[Your assignment] Copy the records word for word. Pictures do not go in.

====== The data

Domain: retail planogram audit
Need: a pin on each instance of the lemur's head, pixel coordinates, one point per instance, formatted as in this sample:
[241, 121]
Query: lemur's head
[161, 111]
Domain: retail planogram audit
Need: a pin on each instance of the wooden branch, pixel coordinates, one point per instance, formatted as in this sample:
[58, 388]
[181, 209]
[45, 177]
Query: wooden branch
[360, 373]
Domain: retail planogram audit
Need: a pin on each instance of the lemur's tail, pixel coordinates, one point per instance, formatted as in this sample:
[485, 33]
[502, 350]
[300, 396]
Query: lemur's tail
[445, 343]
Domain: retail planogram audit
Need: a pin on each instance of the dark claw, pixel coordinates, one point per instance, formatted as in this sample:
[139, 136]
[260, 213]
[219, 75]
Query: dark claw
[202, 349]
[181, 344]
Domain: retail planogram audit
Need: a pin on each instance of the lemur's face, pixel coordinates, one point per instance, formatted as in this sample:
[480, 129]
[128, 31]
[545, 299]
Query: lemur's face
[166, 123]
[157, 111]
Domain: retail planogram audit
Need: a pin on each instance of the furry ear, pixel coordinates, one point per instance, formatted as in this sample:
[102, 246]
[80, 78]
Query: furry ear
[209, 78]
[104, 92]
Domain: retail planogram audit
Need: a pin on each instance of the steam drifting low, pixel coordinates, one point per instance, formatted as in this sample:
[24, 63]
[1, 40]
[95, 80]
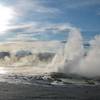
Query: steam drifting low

============

[Solution to this task]
Domain: retail planogram audit
Need: a pin on each instance of the lemur's head, pixel coordinates, one point per instance, formatted as in this sample:
[241, 121]
Query: lemur's head
[161, 111]
Domain: retail planogram audit
Need: a pin on each instance of the wooden branch, pixel coordinates, one point per instance, formatted as in this sample:
[58, 388]
[181, 209]
[45, 177]
Query: wooden branch
[360, 373]
Domain: retail planogram audit
Need: a pin on each instance of the lemur's tail, pixel coordinates, one point per instance, formatted as in this sample:
[485, 33]
[502, 350]
[300, 396]
Query: lemur's tail
[445, 343]
Domain: retail planogram audit
Need: a pin on each instance of the dark claw, pixel coordinates, one point per instance, formatted as in this sample:
[139, 136]
[260, 213]
[219, 75]
Query: dark claw
[202, 349]
[181, 344]
Domain: retail planogram audit
Need: a pin on each instance of the lemur's face, pixel coordinates, one point per instance, formatted as in this sample:
[480, 129]
[128, 31]
[545, 299]
Query: lemur's face
[166, 123]
[157, 111]
Domain: retail planogram audit
Need: a pin on each instance of the furry ear, pixel coordinates, one point per instance, formatted as in this sample:
[102, 246]
[80, 78]
Query: furry ear
[209, 78]
[104, 92]
Domain: retail planogram audit
Need: a pin on each instance of the steam drifting low, pixel coordinates, one point per instance, formatted as in this sample:
[24, 63]
[1, 40]
[95, 80]
Query: steam drifting low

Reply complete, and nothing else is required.